■ **YOUR INSTRUCTIONS**:
Print out each record below, unaltered and complete, without its images.
── RECORDS FOR PROCESSING
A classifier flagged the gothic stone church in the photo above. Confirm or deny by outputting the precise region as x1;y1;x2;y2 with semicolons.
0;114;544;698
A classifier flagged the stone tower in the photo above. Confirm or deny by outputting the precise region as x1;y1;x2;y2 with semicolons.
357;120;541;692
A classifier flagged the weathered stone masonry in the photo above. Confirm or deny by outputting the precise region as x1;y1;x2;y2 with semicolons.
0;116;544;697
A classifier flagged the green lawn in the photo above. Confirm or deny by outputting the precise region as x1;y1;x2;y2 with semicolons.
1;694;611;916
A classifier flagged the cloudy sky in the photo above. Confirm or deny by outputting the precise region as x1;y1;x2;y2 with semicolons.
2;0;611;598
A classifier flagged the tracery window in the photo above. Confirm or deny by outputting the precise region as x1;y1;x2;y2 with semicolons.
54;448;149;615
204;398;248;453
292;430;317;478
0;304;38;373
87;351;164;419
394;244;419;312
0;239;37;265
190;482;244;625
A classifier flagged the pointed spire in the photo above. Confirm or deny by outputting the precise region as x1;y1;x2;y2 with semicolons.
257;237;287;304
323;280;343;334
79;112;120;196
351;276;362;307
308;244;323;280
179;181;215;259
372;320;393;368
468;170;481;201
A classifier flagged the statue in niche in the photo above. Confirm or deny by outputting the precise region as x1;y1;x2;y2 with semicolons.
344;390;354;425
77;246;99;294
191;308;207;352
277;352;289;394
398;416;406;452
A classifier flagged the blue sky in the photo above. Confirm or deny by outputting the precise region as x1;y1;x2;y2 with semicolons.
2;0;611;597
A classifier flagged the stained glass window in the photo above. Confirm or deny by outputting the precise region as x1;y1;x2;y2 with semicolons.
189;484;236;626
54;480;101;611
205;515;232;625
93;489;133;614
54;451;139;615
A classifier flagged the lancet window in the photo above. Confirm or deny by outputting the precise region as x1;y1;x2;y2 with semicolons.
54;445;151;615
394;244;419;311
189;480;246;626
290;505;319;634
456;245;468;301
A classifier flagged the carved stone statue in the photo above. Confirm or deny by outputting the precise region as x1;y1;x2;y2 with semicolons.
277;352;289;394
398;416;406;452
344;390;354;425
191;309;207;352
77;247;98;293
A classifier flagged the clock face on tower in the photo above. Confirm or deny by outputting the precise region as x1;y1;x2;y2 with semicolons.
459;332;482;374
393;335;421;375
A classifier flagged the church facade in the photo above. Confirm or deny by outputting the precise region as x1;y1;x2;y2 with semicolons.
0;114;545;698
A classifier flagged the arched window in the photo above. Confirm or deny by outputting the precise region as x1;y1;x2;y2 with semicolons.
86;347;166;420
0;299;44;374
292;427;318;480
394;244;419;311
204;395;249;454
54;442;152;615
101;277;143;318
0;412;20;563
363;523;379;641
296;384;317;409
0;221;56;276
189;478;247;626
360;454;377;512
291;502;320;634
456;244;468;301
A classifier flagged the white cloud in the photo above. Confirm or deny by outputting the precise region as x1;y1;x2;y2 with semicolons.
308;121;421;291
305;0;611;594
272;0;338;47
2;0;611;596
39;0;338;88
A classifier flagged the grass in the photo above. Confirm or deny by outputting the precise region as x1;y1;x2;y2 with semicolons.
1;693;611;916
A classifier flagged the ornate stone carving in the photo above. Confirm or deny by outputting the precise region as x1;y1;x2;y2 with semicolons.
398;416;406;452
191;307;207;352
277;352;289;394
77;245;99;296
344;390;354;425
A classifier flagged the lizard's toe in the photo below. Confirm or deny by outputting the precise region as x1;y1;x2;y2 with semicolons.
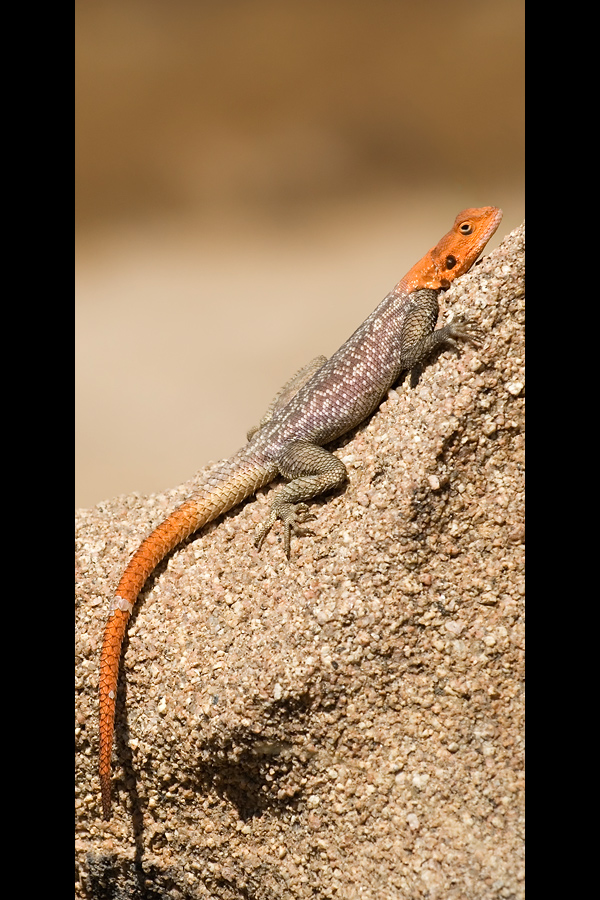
254;511;277;551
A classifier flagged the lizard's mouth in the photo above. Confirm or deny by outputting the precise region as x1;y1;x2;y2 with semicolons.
479;207;504;244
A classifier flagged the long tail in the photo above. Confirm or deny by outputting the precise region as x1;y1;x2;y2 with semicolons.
99;458;274;819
────
■ **FINAL ANSWER**:
A classifier flagged the gothic stone church in the photo above. Confirm or deny by outputting the precise region as x1;y1;x2;y2 with semicolons.
0;114;544;698
A classifier flagged the stone tower in the photo above. Confirm or deny by outputting the precise region as x1;y1;x2;y2 with semicolons.
357;120;541;692
A classifier flagged the weathered stone masonry in the photo above. Confirm or deny by outputting the precise region as x1;y1;x2;y2 with semicolons.
0;116;544;697
A classifier flagged the green lawn in the photo above. Confirm or deny by outputting the precise region as x1;y1;x2;y2 with semicolons.
1;694;611;916
A classifier flagged the cloudy sky in the photo above. Confirm or deny by outputting the precise region as x1;y1;x2;y2 with semicolons.
2;0;611;598
A classifier flagged the tracery window in the photo above. Confirm or deny by outputting the precise region as x1;y1;x2;y2 with semicolons.
54;448;149;615
204;398;248;453
292;430;317;478
0;304;38;373
87;351;164;419
394;244;419;312
0;239;37;265
190;482;244;625
A classifier flagged the pointed spire in the photo above. Confirm or deny by outputting the precise region as x1;y1;x2;y2 with semicolons.
257;237;287;304
323;280;343;334
79;112;120;196
351;276;362;307
308;244;323;280
179;181;215;259
372;320;393;368
468;170;481;201
A classifier flagged the statue in niche in the photo above. Confirm or deny by outputting the precise region as x1;y1;x2;y2 with semicolons.
344;390;354;425
77;246;99;294
191;308;207;352
277;352;289;394
398;416;406;452
A classifier flagged the blue sky in the photo above. Confirm or deny by outputting the precise region as x1;y1;x2;y2 with semicolons.
2;0;611;597
A classifier flagged the stained glass window in the photo above. Confirm or deny by outputting the precise region as x1;y1;x2;y2 with semicolons.
189;484;236;626
54;480;101;611
205;515;232;625
93;489;133;614
54;451;139;615
A classifier flagged the lancet window in the photo above. Confirm or deny by outputting the precise region as x1;y1;x2;y2 with semicolons.
54;445;151;615
394;244;419;311
189;480;246;626
290;505;319;634
456;245;468;301
A classifier flagged the carved stone statue in the photo above. Confirm or deny by outputting the precise region as x1;y1;x2;y2 with semicolons.
277;352;289;394
398;416;406;452
344;390;354;425
191;309;207;352
77;247;98;293
A classifier flagged the clock face on tower in the photo above. Confirm or deny by outputting the precise region as x1;y1;x2;y2 with semicolons.
459;332;482;374
393;335;421;375
A classifier flagged the church facade in the photo above. Confirm or deny by outputting the precise region as x1;y1;x2;y2 with semicolons.
0;114;545;698
A classifier flagged the arched window in the photo above. Confirm or deny by outputting the precise region as x1;y1;x2;y2 with semicolons.
86;347;166;420
0;299;44;374
292;427;318;480
394;244;419;311
204;395;249;454
54;442;152;615
101;277;143;318
0;412;20;563
363;523;379;641
296;384;317;409
0;221;56;276
189;478;247;626
360;454;377;512
291;502;320;634
456;244;468;301
A classifier flagged the white cloud in the photo above. Confirm or deny by outputting the precise region as x1;y1;x2;y2 with semicolons.
308;121;421;291
305;0;611;594
272;0;338;47
2;0;611;596
39;0;338;88
A classifier flagged the grass in the photo above. Confirm or deny by outputting the precise region as x1;y1;x2;y2 with semicolons.
1;693;611;916
A classifier flagged the ornate stone carving in the photo above. Confirm or deny by outputting the precise region as x1;y1;x2;y2 with semicolons.
398;416;406;452
191;307;207;352
277;352;289;394
77;245;99;296
344;390;354;425
A classifier flagged the lizard's toe in the photo below. Confirm or deny by outputting the precise region as x1;y1;x2;y2 with semicolons.
254;511;277;551
A classifier flagged the lizard's mouth in the photo above. Confirm or deny by outputting the precise region as x1;y1;x2;y2 with semicolons.
479;207;504;244
A classifier flagged the long tail in the photo above. Confirm or deny by outputting the precise region as x1;y1;x2;y2 with semicolons.
99;458;274;819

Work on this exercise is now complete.